— Start of Excerpted records —
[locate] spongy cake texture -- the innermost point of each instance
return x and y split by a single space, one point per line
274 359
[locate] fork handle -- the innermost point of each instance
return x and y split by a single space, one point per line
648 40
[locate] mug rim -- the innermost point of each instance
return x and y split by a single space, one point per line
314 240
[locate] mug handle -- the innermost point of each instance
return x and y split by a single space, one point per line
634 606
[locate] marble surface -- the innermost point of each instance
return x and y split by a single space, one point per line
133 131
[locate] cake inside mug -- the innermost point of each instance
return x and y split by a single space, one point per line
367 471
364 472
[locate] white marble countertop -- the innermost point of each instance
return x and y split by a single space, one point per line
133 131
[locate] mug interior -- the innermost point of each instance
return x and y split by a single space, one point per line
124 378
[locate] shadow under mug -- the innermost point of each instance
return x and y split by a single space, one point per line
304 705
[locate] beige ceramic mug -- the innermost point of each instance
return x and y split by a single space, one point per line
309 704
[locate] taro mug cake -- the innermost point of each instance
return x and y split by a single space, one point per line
— End of Excerpted records —
What you have to do
Copy the listing above line for line, without changing anything.

Task result
[locate] spongy cake texture -- the innermost point of each instance
return x and y split by a single space, one point per line
274 359
[locate] fork handle -- the innermost point of each instance
return x and y split by a single space, one point per line
648 40
[locate] mug rim -- the innermost point of each instance
return x and y split by a single space, one point per line
314 240
[locate] mug handle -- the innermost point of each instance
return x and y split by a single space, one point per line
634 606
[locate] marble surface -- the innermost point of each instance
return x and y split by a single space, one point per line
133 131
[locate] cake inside mug -- the innermost point of each instance
return x and y split by a single space, one point per line
367 471
364 472
[locate] white marble countertop -- the innermost point of each instance
return x and y split by a single space, one point per line
133 131
[locate] mug interior -- the innermost point of each instance
return x and y split by a single space, one point per line
124 378
[locate] shadow under mug -- the innermost point of each instance
return x and y split by a single space, one point per line
304 705
[locate] beige ceramic mug -- the innermost point of each instance
return x and y split by a single space, one point per line
309 704
[locate] taro mug cake -- the innermost point of each instance
return x and y split by a single space, one point per line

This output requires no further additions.